■ **WRITTEN TASK**:
Copy the lines below word for word, leaving out the pictures.

■ **EXERCISE DATA**:
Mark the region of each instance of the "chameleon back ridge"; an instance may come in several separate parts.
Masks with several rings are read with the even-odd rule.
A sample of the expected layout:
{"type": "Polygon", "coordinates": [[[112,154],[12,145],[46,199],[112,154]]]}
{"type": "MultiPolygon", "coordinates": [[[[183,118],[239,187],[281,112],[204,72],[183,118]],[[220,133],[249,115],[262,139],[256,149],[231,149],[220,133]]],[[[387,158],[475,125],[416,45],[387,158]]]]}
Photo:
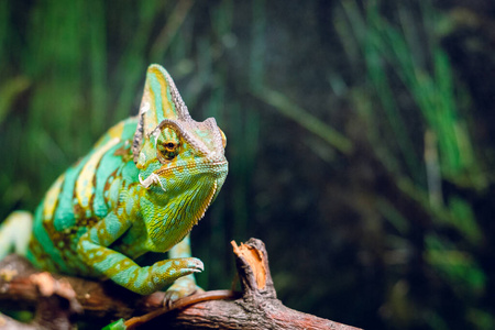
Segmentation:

■ **THE OUTPUT**:
Mark the region of each instance of the "chameleon back ridge"; an instance may come in several separate parts.
Masks with several rings are read with the even-odd rule.
A sample of the expected layout:
{"type": "Polygon", "coordinates": [[[112,154],[12,145],[46,199],[112,154]]]}
{"type": "MultiPolygon", "coordinates": [[[[183,118],[239,187],[281,112],[204,72],[183,118]],[[220,133],[249,115],[262,139],[256,149],[231,149],[220,133]]],[[[387,158],[475,125],[416,45],[387,158]]]]}
Photo:
Segmentation:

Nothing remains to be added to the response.